▶

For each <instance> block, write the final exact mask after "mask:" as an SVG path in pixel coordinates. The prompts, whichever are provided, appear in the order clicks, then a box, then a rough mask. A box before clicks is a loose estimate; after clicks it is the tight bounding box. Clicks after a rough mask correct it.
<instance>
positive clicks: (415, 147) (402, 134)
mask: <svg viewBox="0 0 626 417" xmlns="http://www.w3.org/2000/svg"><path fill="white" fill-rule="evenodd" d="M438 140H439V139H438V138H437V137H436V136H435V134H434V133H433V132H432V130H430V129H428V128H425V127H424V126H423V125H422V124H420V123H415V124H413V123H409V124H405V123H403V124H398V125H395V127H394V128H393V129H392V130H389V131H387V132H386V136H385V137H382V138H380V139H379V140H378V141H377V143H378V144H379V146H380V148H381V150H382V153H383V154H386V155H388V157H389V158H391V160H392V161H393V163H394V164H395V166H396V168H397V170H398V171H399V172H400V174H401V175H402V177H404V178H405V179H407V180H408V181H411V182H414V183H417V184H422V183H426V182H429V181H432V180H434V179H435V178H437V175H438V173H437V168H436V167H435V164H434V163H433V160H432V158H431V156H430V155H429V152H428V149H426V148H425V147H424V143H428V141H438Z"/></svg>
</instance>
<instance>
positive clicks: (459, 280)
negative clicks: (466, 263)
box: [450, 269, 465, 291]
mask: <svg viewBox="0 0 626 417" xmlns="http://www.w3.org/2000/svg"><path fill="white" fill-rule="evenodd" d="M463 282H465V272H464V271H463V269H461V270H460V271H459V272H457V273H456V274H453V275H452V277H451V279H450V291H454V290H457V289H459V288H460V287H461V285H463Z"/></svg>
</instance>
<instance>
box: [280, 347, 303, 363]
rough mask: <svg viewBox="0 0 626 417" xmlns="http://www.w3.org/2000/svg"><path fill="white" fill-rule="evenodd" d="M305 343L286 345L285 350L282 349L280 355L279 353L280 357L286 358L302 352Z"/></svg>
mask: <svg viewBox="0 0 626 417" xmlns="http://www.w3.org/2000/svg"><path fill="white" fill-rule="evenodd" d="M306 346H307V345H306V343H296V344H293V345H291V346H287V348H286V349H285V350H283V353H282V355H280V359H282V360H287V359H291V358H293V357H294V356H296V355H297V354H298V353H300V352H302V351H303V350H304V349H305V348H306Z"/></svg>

◀

- _EXERCISE REQUIREMENTS_
Type out exactly the span of lines from the one with "positive clicks: (459, 280)" to the end of the material above, counting both end lines, and nothing else.

- _YOUR SOLUTION_
positive clicks: (459, 280)
negative clicks: (466, 263)
box: [450, 269, 465, 291]
mask: <svg viewBox="0 0 626 417" xmlns="http://www.w3.org/2000/svg"><path fill="white" fill-rule="evenodd" d="M463 282H465V272H464V271H463V269H461V270H460V271H459V272H457V273H456V274H453V275H452V277H451V279H450V291H454V290H457V289H459V288H460V287H461V285H463Z"/></svg>
</instance>
<instance>
box: [280, 347, 303, 363]
rough mask: <svg viewBox="0 0 626 417" xmlns="http://www.w3.org/2000/svg"><path fill="white" fill-rule="evenodd" d="M305 343L286 345L285 350L282 349L280 355L279 353L280 357L286 358L302 352Z"/></svg>
mask: <svg viewBox="0 0 626 417" xmlns="http://www.w3.org/2000/svg"><path fill="white" fill-rule="evenodd" d="M306 346H307V345H306V343H296V344H293V345H291V346H287V348H286V349H285V350H283V353H282V355H280V359H282V360H287V359H291V358H293V357H294V356H296V355H297V354H298V353H300V352H302V351H303V350H304V349H305V348H306Z"/></svg>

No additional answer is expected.